Which lines of the material contain the word "white"? Select each of them and copy it out, matching case exactly.
**** Data extract
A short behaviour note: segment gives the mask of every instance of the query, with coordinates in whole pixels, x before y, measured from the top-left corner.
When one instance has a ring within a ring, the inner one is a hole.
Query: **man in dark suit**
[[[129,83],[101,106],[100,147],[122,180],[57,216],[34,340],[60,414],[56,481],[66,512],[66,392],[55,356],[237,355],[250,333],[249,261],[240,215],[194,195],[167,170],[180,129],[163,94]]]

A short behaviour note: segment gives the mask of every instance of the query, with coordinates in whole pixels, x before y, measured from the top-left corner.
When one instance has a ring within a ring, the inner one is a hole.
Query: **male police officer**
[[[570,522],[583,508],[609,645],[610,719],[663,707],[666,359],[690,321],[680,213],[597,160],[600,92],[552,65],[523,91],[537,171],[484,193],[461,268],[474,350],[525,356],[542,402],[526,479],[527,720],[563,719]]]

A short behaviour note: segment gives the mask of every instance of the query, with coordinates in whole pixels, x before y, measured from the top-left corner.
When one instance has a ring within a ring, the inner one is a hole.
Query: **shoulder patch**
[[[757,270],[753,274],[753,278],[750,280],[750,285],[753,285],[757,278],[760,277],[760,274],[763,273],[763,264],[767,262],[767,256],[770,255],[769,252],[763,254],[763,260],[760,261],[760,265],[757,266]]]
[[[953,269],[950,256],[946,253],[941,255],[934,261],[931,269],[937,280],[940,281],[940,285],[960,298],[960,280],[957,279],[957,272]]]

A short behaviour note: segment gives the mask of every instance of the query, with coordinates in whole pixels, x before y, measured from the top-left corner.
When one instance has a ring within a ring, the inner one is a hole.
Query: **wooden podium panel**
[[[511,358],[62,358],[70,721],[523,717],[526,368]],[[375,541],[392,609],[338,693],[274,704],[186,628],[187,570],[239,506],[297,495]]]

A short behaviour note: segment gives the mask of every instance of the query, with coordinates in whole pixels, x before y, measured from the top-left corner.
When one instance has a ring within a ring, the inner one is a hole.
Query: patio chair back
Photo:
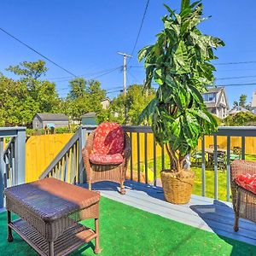
[[[233,148],[233,154],[241,155],[241,148],[240,148],[240,147],[234,147]]]
[[[125,147],[125,132],[117,123],[102,123],[96,129],[93,152],[102,154],[122,154]]]

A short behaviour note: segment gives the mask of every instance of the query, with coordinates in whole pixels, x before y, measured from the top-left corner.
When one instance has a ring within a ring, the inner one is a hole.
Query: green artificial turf
[[[246,154],[246,160],[256,160],[256,154]],[[165,166],[167,167],[168,156],[165,156]],[[137,163],[134,164],[134,170],[137,170]],[[154,160],[150,160],[148,162],[148,167],[149,170],[154,170]],[[161,157],[156,158],[156,176],[160,177],[160,171],[162,169]],[[195,184],[193,194],[201,195],[201,167],[192,164],[191,169],[195,173]],[[141,171],[144,172],[144,162],[141,162]],[[213,166],[206,167],[206,196],[214,198],[214,171]],[[218,196],[219,200],[227,201],[227,172],[218,170]]]
[[[157,207],[157,206],[156,206]],[[256,255],[256,247],[193,228],[102,197],[100,255]],[[83,222],[92,224],[89,220]],[[8,243],[6,212],[0,214],[0,255],[37,255],[19,236]],[[72,255],[94,255],[93,244]]]

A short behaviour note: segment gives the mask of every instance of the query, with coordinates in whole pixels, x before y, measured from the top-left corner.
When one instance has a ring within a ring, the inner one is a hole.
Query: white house
[[[208,88],[208,90],[202,94],[202,97],[210,113],[220,119],[228,115],[230,108],[224,87]]]
[[[256,114],[256,91],[254,91],[253,94],[253,99],[252,99],[250,109],[253,113]]]
[[[241,106],[235,106],[231,110],[230,110],[229,114],[236,114],[239,112],[250,112],[249,110],[246,109]]]
[[[64,113],[37,113],[32,119],[33,129],[65,127],[68,125],[68,117]]]

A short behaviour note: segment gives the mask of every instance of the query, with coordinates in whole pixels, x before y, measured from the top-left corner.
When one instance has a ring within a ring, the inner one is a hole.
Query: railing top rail
[[[0,137],[17,137],[19,131],[25,131],[26,127],[0,127]]]
[[[61,160],[65,154],[70,149],[70,148],[79,140],[79,128],[77,132],[70,138],[65,147],[59,152],[55,158],[49,163],[45,171],[40,175],[39,178],[44,178],[49,172],[55,166],[55,165]]]
[[[0,131],[26,131],[25,126],[15,126],[15,127],[0,127]]]

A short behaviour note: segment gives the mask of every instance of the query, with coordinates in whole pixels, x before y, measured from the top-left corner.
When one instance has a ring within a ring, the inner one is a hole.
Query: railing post
[[[3,138],[0,137],[0,208],[3,207]]]
[[[85,133],[86,129],[83,129],[83,127],[79,128],[79,184],[85,183],[85,172],[84,171],[84,161],[82,157],[82,149],[85,145]]]
[[[15,142],[15,185],[25,183],[26,174],[26,128],[18,130]]]
[[[206,151],[205,136],[201,138],[201,195],[206,196]]]

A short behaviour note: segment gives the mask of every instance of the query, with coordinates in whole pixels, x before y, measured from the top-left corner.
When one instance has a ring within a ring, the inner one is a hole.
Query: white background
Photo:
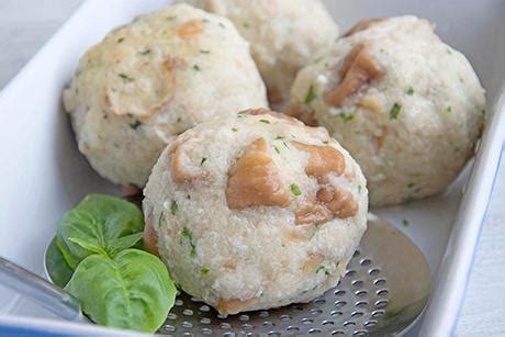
********
◆ Expected output:
Query: white house
Query: white background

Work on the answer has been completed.